> _Exercise description_
Give the entries as a two-column CSV with the columns entry_text and answer and one row per entry, starting at the line that has "Might I ask you to point at the marmot" and stopping after the line that has "point(60, 83)". Put each field in quotes and replace line breaks with spaces.

> _Recorded information_
┄┄┄┄┄┄┄┄┄┄┄┄┄┄┄┄┄┄┄┄
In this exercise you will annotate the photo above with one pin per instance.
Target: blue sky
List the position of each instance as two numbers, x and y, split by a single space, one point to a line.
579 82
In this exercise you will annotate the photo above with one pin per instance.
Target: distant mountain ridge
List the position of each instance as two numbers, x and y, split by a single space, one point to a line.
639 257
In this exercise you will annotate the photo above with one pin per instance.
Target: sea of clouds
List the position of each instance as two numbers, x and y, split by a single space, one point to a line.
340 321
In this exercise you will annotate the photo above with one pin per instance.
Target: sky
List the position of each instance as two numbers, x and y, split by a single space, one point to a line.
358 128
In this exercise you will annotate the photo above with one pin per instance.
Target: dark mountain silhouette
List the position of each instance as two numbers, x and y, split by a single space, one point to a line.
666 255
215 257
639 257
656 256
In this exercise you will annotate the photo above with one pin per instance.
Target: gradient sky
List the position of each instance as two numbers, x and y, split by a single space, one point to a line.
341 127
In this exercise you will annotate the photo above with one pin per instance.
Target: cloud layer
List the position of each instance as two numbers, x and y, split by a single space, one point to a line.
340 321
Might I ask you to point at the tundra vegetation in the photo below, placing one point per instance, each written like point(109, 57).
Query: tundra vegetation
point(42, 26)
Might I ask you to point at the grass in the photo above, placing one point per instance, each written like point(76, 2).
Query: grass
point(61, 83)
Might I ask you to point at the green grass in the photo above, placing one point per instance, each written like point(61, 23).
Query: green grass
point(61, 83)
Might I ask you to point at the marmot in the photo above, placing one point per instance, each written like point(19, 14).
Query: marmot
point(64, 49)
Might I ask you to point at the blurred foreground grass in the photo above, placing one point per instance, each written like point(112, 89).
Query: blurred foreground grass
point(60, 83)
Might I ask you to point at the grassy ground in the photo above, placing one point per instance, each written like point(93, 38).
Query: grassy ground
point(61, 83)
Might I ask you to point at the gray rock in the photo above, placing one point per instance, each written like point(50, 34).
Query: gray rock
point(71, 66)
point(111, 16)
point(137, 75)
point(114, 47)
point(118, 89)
┄┄┄┄┄┄┄┄┄┄┄┄┄┄┄┄┄┄┄┄
> _Written answer_
entry_text,answer
"Might I ask you to point at the marmot in the photo above, placing one point per instance, each written like point(19, 14). Query: marmot","point(64, 49)"
"Might I ask you to point at the blurred foreground grass in the photo above, placing one point per instance, each written like point(112, 89). Query: blurred foreground grass","point(60, 83)"